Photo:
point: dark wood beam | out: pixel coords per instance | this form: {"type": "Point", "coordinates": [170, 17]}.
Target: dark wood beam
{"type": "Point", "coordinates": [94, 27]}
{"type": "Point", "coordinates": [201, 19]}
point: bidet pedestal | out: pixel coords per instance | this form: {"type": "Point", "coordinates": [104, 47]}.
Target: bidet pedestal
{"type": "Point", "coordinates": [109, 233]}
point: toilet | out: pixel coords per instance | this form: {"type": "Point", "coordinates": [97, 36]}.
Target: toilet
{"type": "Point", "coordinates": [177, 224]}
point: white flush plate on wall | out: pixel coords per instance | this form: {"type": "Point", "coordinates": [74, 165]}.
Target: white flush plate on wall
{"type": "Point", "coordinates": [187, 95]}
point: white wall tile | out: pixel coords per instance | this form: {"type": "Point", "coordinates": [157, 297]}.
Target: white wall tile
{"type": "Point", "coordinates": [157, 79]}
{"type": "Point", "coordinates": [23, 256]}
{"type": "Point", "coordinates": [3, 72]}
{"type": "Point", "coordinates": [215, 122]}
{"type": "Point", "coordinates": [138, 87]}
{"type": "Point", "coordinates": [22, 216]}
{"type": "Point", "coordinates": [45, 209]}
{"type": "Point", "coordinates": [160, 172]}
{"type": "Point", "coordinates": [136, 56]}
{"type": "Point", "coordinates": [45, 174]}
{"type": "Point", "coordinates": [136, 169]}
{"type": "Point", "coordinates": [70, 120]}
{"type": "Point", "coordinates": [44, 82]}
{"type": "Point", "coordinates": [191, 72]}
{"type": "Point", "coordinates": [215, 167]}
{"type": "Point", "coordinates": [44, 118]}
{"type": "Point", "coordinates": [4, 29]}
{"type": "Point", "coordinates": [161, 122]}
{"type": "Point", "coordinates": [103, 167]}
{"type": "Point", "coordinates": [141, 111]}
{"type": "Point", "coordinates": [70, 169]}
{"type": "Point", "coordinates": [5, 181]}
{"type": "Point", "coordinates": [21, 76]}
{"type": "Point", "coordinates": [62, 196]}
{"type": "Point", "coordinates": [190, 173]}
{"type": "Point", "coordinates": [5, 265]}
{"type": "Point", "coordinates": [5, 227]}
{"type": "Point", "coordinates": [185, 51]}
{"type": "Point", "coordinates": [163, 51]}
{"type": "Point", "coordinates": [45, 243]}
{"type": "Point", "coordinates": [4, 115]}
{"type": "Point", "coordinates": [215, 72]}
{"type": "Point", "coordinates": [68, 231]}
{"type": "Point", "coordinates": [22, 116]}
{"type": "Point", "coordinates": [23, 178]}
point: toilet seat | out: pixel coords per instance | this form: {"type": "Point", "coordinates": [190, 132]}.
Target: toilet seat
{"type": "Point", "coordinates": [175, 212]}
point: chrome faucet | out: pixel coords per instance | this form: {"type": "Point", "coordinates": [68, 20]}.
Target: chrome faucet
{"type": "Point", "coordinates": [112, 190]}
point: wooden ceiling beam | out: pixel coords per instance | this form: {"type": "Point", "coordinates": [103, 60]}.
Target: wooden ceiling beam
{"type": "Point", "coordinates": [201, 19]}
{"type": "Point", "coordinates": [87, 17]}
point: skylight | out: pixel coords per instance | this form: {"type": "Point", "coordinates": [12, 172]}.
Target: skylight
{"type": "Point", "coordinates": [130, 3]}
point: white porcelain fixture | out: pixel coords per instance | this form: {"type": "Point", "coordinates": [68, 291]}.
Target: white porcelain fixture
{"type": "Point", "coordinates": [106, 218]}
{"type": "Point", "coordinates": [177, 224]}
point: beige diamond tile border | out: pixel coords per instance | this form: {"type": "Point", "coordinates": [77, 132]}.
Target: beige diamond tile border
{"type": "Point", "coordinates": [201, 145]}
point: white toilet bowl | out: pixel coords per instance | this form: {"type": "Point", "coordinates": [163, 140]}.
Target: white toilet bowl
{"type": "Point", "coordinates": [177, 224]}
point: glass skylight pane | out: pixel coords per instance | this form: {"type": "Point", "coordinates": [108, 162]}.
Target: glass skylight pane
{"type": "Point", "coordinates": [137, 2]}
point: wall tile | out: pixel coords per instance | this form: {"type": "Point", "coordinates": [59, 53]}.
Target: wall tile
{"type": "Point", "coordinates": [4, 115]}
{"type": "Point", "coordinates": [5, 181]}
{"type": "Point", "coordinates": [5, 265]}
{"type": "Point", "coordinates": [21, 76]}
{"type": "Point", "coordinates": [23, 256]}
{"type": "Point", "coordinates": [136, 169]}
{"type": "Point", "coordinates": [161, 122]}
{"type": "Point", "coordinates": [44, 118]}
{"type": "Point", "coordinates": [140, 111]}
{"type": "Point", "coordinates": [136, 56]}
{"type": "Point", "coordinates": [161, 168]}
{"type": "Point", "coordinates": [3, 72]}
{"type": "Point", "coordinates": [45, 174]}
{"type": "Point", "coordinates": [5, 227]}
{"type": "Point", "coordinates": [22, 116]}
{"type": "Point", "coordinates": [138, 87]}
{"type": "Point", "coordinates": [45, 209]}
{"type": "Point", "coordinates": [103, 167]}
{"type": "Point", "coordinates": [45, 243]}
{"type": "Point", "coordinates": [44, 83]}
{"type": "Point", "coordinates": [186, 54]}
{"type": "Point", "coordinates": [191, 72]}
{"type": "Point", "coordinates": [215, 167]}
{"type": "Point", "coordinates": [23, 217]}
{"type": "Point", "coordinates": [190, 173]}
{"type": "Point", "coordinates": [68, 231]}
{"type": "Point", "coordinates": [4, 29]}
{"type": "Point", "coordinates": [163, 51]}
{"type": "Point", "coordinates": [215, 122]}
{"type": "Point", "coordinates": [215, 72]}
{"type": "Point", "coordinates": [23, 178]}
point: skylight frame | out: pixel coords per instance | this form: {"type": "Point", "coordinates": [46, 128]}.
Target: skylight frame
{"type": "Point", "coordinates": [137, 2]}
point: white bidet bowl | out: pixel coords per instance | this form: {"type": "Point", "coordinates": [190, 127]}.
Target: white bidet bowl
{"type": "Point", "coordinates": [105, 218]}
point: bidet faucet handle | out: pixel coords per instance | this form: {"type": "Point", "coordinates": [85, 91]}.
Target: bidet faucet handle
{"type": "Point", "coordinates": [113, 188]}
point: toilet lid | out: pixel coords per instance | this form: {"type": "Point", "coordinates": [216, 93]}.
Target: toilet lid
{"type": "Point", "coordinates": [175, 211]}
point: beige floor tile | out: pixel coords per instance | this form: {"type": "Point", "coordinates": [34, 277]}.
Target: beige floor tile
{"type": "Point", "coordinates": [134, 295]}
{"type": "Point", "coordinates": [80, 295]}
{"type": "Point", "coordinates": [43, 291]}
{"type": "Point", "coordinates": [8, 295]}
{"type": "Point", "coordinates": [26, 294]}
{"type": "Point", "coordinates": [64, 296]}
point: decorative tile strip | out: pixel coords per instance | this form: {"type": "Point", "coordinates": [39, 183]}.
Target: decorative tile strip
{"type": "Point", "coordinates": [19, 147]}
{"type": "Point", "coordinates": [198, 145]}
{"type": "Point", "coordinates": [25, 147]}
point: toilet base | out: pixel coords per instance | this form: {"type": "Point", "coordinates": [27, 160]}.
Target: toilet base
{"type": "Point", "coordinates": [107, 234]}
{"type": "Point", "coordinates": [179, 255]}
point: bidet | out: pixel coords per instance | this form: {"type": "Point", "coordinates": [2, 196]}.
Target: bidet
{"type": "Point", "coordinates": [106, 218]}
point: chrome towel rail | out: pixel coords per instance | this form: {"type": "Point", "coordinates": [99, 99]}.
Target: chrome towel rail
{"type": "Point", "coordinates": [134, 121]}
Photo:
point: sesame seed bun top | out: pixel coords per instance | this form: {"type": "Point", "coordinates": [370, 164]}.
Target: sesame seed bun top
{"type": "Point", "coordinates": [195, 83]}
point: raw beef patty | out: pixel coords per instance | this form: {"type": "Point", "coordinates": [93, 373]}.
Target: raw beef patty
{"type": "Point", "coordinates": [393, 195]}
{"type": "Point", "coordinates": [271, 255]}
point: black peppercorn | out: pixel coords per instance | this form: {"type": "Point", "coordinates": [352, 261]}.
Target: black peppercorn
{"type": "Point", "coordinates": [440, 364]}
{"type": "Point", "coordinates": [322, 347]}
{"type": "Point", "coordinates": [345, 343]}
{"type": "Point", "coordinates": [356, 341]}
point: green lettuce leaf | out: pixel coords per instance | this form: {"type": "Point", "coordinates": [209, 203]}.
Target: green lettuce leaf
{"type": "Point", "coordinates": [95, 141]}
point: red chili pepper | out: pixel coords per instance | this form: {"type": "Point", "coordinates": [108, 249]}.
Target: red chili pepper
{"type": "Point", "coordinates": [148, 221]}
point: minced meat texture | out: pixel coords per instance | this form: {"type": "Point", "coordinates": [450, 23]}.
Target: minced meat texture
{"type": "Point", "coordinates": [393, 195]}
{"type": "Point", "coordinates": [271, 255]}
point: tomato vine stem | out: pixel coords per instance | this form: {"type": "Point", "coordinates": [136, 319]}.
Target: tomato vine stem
+---+
**WORK INSTRUCTIONS:** Return nothing but the lines from the top of the records above through the line that has "point: bidet pedestal". Keep each one exact.

**YOUR SOLUTION:**
Photo:
point: dark wood beam | out: pixel coords per instance | this form: {"type": "Point", "coordinates": [170, 17]}.
Target: dark wood beam
{"type": "Point", "coordinates": [94, 27]}
{"type": "Point", "coordinates": [201, 19]}
point: bidet pedestal | out: pixel coords per instance | this form: {"type": "Point", "coordinates": [104, 47]}.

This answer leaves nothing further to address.